### CONSIGNE 1
Dans le texte ci-dessous sur les tensions entre la RDC et le Rwanda, relevez toutes les personnes désignées par leur nom.
### CONSIGNE 2
Repérez parmi les entrées ci-dessous chaque ligne où figure le mot "window", et recopiez-les toutes.

### DOCUMENT SOURCE
>>>>>
Les réseaux sociaux à sensibilité politique congolaise fomentent ouvertement l'anéantissement du Rwanda. Je l'ai encore entendu sans détour cette semaine, dans la bouche de Congolais strasbourgeois. C'était à la sortie d'un film qui se passe au Congo, présenté par l'ACAT et Amnesty International3. L'un d'eux m'expliqua qu'il assistât en 2020 au colloque au sénat français sur la RDC où Fayulu prit la parole. Selon eux, comme il n'y a pas d'ethnies au Rwanda (ce qui est vrai), Hutu et Tutsi sont à mettre dans le même sac, ce sont des "banyarwanda", et donc les ravages des Hutu génocidaires au Congo sont imputables au Rwanda et particulièrement aux "Tutsi de Kagame" qui n'ont pas à régler leurs comptes avec les Hutu en RDC, de même qu'ils n'avaient pas à régler leurs comptes à Kisangani avec l'Ouganda pendant la guerre des six jours, dont la population civile à trinqué lourdement. C'était l'objet du film. Il est d'ailleurs significatif que ce film se focalise sur cette guerre des six jours qui fit un milliers de morts et 3000 blessés, comme d'un événement majeur des conflits en RDC. Où sont les "six millions de morts" ? Le film souligne l'indifférence de la classe politique congolaise envers ces blessés très handicapés, qui ont eu très peu de réparation, et dont elle n'exige pas de l'Ouganda qu'il paye les obligations de réparations auxquelles la Cour internationale de Justice l'a condamné.

Le Rwanda est quatre vingt dix fois plus petit que la RDC et sept fois moins peuplé. Cette volonté exprimée  d'anéantir le Rwanda est donc particulièrement grave. Heureusement, pour l'instant, la RDC n'est pas en état de mener des opérations militaires contre le Rwanda. Mais des hommes politiques congolais en rêvent. Plusieurs articles s'en sont fait l'écho il y a quelques mois.  Ce courant est soutenu ouvertement par l’Église catholique, même si sur ce sujet un archevêque congolais a appelé à la prudence en soulignant l'incapacité de l'armée congolaise sur un projet de ce type, plutôt que de faire appel à une réflexion éthique. Cela rappelle la tolérance avec la pédocriminalité.

Adolphe Muzito, ancien premier ministre et bras droit de Fayulu, proposa « «Il faut faire la guerre au Rwanda pour rétablir la paix dans la région. Le Rwanda influe sur la politique congolaise. L'Ouganda aussi» «Nous ne pouvons faire la paix qu'en menaçant le Rwanda, en occupant son territoire, si possible annexer le Rwanda.»5.
<<<<<
[Entrées d'un jeu d'annotation par points]
>>>>>
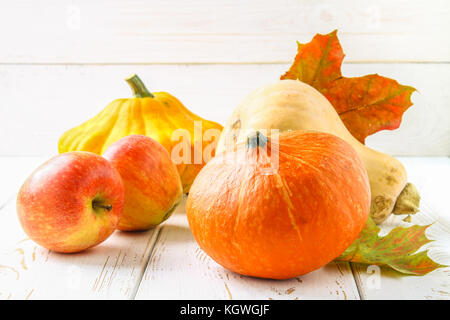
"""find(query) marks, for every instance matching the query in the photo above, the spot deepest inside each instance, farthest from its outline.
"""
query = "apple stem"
(96, 205)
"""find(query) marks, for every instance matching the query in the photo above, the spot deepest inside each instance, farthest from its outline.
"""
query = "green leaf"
(396, 250)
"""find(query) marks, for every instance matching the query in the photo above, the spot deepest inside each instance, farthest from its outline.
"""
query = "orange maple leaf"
(365, 104)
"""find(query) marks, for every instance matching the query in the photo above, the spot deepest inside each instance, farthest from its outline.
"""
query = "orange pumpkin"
(259, 220)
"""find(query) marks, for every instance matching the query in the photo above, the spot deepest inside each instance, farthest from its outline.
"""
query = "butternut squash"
(293, 105)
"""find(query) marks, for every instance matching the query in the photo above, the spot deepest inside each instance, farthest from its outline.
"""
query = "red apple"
(72, 202)
(152, 184)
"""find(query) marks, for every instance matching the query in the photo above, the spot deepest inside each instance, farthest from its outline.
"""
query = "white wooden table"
(166, 263)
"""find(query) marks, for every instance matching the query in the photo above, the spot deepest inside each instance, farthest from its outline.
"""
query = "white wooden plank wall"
(62, 61)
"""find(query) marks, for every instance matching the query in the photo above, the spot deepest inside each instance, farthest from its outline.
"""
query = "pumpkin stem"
(138, 87)
(257, 140)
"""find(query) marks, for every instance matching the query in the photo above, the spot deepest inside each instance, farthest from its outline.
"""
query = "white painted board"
(174, 31)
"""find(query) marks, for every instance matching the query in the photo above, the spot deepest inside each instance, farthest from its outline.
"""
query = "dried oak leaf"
(365, 104)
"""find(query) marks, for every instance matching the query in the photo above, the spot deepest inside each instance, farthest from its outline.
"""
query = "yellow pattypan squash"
(157, 115)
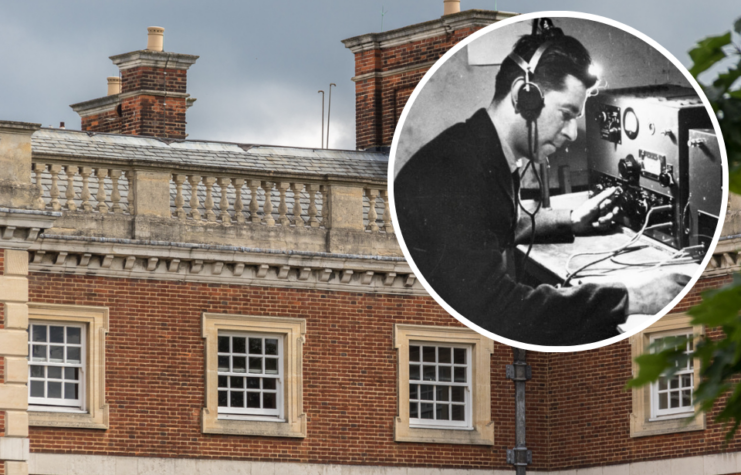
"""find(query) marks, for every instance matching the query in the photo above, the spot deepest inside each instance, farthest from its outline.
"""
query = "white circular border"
(489, 29)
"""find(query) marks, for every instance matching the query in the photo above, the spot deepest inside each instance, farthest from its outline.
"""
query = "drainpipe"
(519, 372)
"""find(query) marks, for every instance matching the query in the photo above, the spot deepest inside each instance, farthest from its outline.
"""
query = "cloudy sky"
(261, 62)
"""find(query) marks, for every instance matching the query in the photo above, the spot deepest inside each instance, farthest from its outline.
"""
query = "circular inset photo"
(558, 181)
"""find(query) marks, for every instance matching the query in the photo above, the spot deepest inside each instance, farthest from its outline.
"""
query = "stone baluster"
(312, 189)
(388, 226)
(39, 202)
(179, 199)
(85, 172)
(372, 214)
(194, 202)
(69, 193)
(238, 204)
(208, 204)
(224, 202)
(101, 195)
(297, 209)
(254, 205)
(115, 193)
(325, 207)
(267, 207)
(282, 206)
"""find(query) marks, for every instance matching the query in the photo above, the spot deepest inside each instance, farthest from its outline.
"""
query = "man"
(456, 202)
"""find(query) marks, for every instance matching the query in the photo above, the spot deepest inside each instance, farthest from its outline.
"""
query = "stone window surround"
(97, 325)
(293, 331)
(482, 432)
(641, 421)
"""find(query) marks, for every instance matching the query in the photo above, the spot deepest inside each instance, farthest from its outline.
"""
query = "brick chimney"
(151, 98)
(389, 65)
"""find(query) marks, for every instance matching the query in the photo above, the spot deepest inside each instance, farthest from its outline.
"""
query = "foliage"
(720, 359)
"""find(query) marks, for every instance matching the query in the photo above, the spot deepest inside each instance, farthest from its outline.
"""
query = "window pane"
(39, 352)
(413, 353)
(54, 389)
(428, 373)
(443, 355)
(56, 334)
(256, 346)
(271, 346)
(459, 375)
(253, 400)
(223, 344)
(458, 394)
(39, 333)
(70, 391)
(236, 399)
(70, 373)
(271, 365)
(442, 393)
(239, 364)
(224, 364)
(255, 364)
(427, 392)
(239, 345)
(268, 400)
(414, 372)
(73, 354)
(73, 335)
(56, 353)
(54, 372)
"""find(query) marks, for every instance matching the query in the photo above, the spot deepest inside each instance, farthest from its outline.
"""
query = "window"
(444, 388)
(665, 406)
(253, 375)
(66, 368)
(439, 385)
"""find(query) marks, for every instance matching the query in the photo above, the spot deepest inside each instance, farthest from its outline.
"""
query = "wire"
(613, 252)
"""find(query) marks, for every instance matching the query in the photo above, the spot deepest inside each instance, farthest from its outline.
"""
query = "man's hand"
<<<<<
### RÉPONSE 1
Fayulu, Kagame, Adolphe Muzito

### RÉPONSE 2
query = "stone window surround"
query = "window pane"
query = "window"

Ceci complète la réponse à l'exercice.